DATA FOR PROCESSING:
+ + + + +
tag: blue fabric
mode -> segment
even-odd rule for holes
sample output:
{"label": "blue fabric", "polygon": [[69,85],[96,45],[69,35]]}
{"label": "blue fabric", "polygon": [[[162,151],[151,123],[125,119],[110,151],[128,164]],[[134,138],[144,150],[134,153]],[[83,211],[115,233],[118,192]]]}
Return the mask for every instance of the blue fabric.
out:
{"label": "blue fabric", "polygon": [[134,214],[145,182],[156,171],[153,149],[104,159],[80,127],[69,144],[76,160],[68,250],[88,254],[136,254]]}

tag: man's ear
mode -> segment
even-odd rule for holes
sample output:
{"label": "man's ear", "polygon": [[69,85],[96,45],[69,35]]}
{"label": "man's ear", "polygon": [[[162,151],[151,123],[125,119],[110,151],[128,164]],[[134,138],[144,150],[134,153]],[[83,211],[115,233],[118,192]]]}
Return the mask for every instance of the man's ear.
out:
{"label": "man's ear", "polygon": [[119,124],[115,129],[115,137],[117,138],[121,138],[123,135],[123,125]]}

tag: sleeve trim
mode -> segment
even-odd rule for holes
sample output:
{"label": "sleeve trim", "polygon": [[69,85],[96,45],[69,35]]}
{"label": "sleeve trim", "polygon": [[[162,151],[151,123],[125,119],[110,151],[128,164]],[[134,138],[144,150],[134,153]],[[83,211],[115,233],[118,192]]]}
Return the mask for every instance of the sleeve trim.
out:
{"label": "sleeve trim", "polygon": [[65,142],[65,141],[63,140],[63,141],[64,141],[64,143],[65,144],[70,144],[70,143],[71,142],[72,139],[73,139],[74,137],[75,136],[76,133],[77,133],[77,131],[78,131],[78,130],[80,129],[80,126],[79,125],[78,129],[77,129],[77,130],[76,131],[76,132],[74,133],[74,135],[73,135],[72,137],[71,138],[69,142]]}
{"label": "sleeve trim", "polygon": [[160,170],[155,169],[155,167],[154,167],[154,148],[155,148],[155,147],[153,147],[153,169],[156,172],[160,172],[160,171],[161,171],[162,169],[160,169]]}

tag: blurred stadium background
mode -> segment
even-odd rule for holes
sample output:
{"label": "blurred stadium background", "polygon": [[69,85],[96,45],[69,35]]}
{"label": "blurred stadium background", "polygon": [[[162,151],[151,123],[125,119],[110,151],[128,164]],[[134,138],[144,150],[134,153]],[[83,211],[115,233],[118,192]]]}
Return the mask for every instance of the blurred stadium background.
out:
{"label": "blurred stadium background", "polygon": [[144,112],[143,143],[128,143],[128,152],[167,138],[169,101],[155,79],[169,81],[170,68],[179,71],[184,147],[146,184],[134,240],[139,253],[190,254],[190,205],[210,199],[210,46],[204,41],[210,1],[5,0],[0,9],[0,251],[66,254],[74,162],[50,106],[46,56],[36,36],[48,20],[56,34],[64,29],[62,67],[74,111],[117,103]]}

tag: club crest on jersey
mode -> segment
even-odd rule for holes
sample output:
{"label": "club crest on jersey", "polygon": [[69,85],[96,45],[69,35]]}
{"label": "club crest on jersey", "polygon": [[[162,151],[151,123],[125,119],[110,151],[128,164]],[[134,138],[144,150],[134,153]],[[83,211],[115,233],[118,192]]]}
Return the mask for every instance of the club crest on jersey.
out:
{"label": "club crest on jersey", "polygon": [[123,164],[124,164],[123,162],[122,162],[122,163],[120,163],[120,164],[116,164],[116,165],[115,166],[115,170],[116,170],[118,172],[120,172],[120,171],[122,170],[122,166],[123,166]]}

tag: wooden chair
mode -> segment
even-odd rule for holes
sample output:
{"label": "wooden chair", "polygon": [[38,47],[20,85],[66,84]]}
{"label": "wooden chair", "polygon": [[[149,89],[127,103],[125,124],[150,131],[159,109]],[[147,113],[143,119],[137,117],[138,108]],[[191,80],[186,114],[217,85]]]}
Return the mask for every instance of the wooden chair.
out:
+ + + + +
REQUIRED WORK:
All lines from the line containing "tag: wooden chair" through the end of the listing above are to be duplicated exactly; include both ends and nothing further.

ANSWER TO THE EXERCISE:
tag: wooden chair
mode -> segment
even-odd rule for holes
sample output:
{"label": "wooden chair", "polygon": [[38,47],[20,85],[66,84]]}
{"label": "wooden chair", "polygon": [[[149,89],[127,103],[125,124],[150,131],[159,109]],[[147,113],[143,119],[137,117],[138,108]],[[191,80],[186,114],[217,85]]]}
Return the mask for every instance of the wooden chair.
out:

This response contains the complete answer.